Count the lines in the rows below that contain the string "service", treating uppercase and lowercase letters as distinct, and reply with the number alone.

Dataset rows |

━━━━━━━━━━━━━━━━

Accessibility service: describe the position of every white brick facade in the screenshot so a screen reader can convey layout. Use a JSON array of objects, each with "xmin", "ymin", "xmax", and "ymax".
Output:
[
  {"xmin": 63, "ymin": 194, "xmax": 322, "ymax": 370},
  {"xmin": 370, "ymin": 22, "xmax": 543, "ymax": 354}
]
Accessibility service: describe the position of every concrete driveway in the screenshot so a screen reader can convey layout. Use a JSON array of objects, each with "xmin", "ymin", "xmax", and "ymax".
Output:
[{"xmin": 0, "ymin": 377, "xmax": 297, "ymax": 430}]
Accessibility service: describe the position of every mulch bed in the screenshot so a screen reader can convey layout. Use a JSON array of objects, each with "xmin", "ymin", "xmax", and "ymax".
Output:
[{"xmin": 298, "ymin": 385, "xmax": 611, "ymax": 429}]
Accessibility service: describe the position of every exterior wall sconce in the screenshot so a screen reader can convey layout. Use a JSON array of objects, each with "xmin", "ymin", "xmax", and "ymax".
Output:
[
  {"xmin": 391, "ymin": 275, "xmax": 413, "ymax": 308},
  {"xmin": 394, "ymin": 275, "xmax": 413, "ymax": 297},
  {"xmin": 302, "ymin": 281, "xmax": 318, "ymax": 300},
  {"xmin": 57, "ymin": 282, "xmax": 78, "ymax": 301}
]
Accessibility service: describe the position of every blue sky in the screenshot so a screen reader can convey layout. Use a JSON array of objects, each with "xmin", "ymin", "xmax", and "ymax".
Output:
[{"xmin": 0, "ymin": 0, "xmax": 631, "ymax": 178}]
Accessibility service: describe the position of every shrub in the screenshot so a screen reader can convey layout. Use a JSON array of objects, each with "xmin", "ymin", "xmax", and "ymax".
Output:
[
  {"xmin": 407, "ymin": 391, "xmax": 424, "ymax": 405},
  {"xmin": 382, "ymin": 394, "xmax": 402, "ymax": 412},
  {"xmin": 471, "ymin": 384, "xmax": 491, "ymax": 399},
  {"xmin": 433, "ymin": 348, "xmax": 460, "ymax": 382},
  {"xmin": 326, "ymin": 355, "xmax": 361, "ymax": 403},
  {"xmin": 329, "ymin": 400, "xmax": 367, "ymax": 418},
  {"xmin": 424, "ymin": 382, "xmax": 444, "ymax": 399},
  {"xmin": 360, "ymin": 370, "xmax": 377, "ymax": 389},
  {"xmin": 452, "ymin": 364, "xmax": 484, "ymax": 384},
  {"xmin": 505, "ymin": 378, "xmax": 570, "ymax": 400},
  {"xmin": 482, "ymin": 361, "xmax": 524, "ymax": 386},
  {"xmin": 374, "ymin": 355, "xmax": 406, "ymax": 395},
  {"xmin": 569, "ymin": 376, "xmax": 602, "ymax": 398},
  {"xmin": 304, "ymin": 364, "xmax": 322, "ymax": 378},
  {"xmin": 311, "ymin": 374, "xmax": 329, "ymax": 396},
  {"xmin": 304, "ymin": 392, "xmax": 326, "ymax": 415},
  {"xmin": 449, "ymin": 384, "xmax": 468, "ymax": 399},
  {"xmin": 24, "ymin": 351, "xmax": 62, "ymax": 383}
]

━━━━━━━━━━━━━━━━

Reply to the task |
6